▶ [GOAL] Reproduce each of the entries below verbatim, changing nothing.

▶ [TASK INPUT]
#####

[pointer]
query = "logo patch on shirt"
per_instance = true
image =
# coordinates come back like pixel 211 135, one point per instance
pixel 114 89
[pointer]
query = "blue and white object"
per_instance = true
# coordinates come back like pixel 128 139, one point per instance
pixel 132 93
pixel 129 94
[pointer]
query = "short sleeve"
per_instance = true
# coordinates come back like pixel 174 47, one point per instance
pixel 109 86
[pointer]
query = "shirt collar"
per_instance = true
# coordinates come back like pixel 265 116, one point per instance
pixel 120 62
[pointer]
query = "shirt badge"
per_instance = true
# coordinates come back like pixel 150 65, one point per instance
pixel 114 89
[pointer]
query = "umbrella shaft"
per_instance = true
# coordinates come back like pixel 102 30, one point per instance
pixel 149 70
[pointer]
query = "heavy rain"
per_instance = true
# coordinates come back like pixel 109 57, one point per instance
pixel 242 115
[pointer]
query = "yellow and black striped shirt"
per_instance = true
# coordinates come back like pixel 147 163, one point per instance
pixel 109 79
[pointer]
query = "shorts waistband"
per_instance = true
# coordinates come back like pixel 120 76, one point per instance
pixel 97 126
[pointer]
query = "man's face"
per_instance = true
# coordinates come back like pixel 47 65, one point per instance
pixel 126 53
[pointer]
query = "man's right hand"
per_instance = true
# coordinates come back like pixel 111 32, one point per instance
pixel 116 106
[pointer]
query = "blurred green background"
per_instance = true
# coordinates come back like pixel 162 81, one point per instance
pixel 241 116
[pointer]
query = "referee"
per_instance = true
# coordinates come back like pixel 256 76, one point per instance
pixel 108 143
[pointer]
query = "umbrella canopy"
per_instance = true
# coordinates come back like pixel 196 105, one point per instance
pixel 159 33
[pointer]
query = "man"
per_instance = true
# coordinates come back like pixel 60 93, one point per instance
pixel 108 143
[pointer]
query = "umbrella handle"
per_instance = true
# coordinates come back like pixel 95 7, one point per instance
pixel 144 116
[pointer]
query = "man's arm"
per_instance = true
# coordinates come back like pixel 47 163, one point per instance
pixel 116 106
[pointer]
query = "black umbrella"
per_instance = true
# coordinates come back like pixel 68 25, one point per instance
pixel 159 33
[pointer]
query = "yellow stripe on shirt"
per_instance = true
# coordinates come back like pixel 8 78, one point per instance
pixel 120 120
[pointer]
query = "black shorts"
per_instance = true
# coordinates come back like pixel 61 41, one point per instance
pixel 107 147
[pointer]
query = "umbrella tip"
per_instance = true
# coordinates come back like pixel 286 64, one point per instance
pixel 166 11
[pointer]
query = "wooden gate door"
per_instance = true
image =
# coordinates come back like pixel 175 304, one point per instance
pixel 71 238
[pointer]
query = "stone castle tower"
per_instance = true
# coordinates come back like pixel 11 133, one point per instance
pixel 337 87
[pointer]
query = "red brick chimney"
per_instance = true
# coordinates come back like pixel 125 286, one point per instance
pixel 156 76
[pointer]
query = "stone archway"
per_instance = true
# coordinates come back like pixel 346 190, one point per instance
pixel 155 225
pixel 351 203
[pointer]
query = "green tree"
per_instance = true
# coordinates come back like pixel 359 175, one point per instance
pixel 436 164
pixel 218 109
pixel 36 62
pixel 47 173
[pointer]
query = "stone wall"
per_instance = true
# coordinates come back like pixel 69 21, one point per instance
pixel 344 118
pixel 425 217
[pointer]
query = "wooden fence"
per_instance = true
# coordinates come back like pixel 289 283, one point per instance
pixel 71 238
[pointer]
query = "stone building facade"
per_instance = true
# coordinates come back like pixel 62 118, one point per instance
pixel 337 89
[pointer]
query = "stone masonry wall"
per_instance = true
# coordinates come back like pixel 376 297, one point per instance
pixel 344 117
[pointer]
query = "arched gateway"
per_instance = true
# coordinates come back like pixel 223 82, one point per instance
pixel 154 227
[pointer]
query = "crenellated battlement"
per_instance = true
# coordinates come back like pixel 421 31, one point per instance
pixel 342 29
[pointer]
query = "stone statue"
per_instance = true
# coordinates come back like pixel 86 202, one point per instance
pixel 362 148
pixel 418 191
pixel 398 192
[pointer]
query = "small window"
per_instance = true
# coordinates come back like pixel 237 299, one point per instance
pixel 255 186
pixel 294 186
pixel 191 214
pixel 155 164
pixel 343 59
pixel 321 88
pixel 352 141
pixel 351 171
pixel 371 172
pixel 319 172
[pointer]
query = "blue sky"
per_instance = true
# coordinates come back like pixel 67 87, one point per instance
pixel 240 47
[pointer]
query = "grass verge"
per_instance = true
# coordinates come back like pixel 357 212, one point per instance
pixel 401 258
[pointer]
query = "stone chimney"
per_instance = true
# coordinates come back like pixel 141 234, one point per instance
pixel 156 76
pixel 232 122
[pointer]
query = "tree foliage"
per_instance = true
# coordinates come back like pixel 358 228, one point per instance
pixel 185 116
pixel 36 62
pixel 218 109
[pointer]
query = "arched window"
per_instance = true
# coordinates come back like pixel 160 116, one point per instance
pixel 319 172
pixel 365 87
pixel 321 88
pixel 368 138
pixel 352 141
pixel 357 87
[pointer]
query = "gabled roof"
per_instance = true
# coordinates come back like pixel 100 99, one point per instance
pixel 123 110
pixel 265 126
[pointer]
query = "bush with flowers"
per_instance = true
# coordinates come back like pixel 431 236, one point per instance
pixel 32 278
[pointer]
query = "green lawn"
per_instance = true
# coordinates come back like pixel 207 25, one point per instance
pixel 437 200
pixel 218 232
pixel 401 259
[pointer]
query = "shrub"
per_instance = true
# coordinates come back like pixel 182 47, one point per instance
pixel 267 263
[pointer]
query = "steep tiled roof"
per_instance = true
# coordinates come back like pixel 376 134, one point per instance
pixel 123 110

#####

▶ [OUTPUT BELOW]
[pointer]
query = "logo patch on shirt"
per_instance = true
image =
# coordinates come back like pixel 211 135, one point per instance
pixel 114 89
[pointer]
query = "blue and white object"
per_instance = true
# coordinates come back like pixel 128 139, one point per instance
pixel 132 93
pixel 129 94
[pointer]
query = "short sleeve"
per_instance = true
# coordinates come back like pixel 174 47, one point per instance
pixel 109 86
[pointer]
query = "shirt collar"
per_instance = true
# coordinates come back like pixel 265 116, one point per instance
pixel 120 62
[pointer]
query = "shirt badge"
per_instance = true
# coordinates come back like pixel 150 65, one point per instance
pixel 114 89
[pointer]
query = "umbrella shaft"
per_instance = true
# coordinates come back like pixel 102 30, one point per instance
pixel 149 70
[pointer]
query = "heavy rain"
per_instance = true
# coordinates come back like pixel 109 57, one point per instance
pixel 242 115
[pointer]
query = "yellow and black striped shirt"
per_instance = true
# coordinates come back like pixel 147 163, one point per instance
pixel 109 79
[pointer]
query = "shorts waistband"
per_instance = true
# coordinates come back like pixel 120 76, one point per instance
pixel 97 126
[pointer]
query = "man's face"
per_instance = true
# coordinates come back like pixel 47 65, one point per instance
pixel 126 53
[pointer]
query = "man's right hand"
per_instance = true
# coordinates come back like pixel 111 32, one point per instance
pixel 116 106
[pointer]
query = "blurred green background"
per_instance = true
# coordinates come back like pixel 162 81, one point per instance
pixel 241 116
[pointer]
query = "referee"
per_instance = true
# coordinates come back like pixel 256 76, one point per instance
pixel 108 143
[pointer]
query = "umbrella canopy"
per_instance = true
# coordinates come back like pixel 196 105, one point per instance
pixel 159 33
[pointer]
query = "man"
per_instance = true
# coordinates come back like pixel 60 93, one point per instance
pixel 108 143
[pointer]
query = "umbrella handle"
per_instance = true
# coordinates come back like pixel 95 7, one point per instance
pixel 144 116
[pointer]
query = "man's arm"
per_instance = true
# coordinates come back like pixel 47 163, one point per instance
pixel 116 106
[pointer]
query = "black umbrella"
per_instance = true
# coordinates come back like pixel 68 25, one point per instance
pixel 159 33
[pointer]
query = "yellow stripe on shirt"
per_instance = true
# coordinates come back like pixel 8 78, one point per instance
pixel 120 120
[pointer]
query = "black shorts"
per_instance = true
# coordinates come back like pixel 61 41, one point per instance
pixel 107 147
[pointer]
query = "umbrella tip"
per_instance = true
# coordinates come back like pixel 286 64, one point per instance
pixel 166 11
[pointer]
query = "wooden gate door"
per_instance = true
image =
# coordinates come back like pixel 175 304, one point per instance
pixel 71 238
[pointer]
query = "stone castle tower"
per_instance = true
# coordinates come back like pixel 11 133, one point per instance
pixel 337 87
[pointer]
query = "red brick chimney"
per_instance = true
# coordinates come back like pixel 125 286, one point per instance
pixel 156 76
[pointer]
query = "stone archway"
per_instance = true
# coordinates come back like pixel 346 190, one point per instance
pixel 155 225
pixel 351 203
[pointer]
query = "green tree"
per_instance = true
# coordinates come back like pixel 359 175, one point per instance
pixel 436 164
pixel 218 109
pixel 36 62
pixel 47 173
[pointer]
query = "stone wall"
per_instance = true
# coordinates come back like pixel 69 21, one point per instance
pixel 344 118
pixel 425 217
[pointer]
query = "wooden fence"
per_instance = true
# coordinates come back like pixel 289 283, one point per instance
pixel 71 238
[pointer]
query = "stone building facade"
per_instance = true
# coordinates come back like pixel 62 118, one point per instance
pixel 337 89
[pointer]
query = "stone masonry wall"
per_instance = true
# coordinates come back like pixel 376 297, one point per instance
pixel 344 117
[pointer]
query = "arched gateway"
per_instance = true
# coordinates come back like pixel 223 82, one point per instance
pixel 154 227
[pointer]
query = "crenellated battlement"
per_instance = true
# coordinates come back like pixel 421 31, one point per instance
pixel 342 29
[pointer]
query = "stone statue"
per_instance = true
# coordinates come back like pixel 86 202, one point per instance
pixel 362 148
pixel 418 191
pixel 398 192
[pointer]
query = "small window"
per_instance = true
# coordinates come back like pixel 237 299, one point per instance
pixel 255 186
pixel 294 186
pixel 191 214
pixel 155 164
pixel 343 59
pixel 321 88
pixel 352 141
pixel 351 171
pixel 371 172
pixel 319 172
[pointer]
query = "blue sky"
per_instance = true
# coordinates come back like pixel 67 87, one point per instance
pixel 240 47
[pointer]
query = "grass verge"
per_instance = true
# coordinates come back like pixel 357 212, one point per instance
pixel 401 258
[pointer]
query = "stone chimney"
per_instance = true
# coordinates come back like pixel 141 234, one point per instance
pixel 156 76
pixel 232 122
[pointer]
query = "tree foliage"
per_instance = true
# coordinates come back like pixel 358 228, one point per instance
pixel 185 116
pixel 36 62
pixel 218 109
[pointer]
query = "arched window"
per_instance = true
# coordinates come back like pixel 160 116, one point per instance
pixel 319 172
pixel 365 87
pixel 321 88
pixel 368 138
pixel 352 141
pixel 357 87
[pointer]
query = "gabled roof"
per_instance = true
# coordinates come back like pixel 100 99, one point per instance
pixel 123 110
pixel 265 126
[pointer]
query = "bush with flowers"
per_instance = true
# coordinates come back like pixel 431 236, one point per instance
pixel 32 278
[pointer]
query = "green lawn"
per_instance = true
# coordinates come back like pixel 207 25, one point per instance
pixel 437 200
pixel 218 232
pixel 401 259
[pointer]
query = "shrub"
per_instance = true
# coordinates come back like pixel 182 47, one point per instance
pixel 267 263
[pointer]
query = "steep tiled roof"
per_instance = true
# coordinates come back like pixel 376 134, one point per instance
pixel 123 110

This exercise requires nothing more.